Can you format the data below as a Markdown table with the columns Row and Line, giving each nonblank line its own numbered row and leaving out blank lines?

Rows from a box-labeling dataset
------

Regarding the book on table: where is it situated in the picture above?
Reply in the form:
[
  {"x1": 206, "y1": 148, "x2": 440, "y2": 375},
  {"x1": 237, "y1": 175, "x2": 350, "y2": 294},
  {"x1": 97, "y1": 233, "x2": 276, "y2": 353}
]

------

§ **FULL SOLUTION**:
| Row | Line |
|---|---|
| 1 | Regarding the book on table: where is it situated in the picture above? |
| 2 | Reply in the form: |
| 3 | [ |
| 4 |   {"x1": 206, "y1": 148, "x2": 440, "y2": 375}, |
| 5 |   {"x1": 237, "y1": 175, "x2": 350, "y2": 294}, |
| 6 |   {"x1": 97, "y1": 233, "x2": 276, "y2": 353} |
| 7 | ] |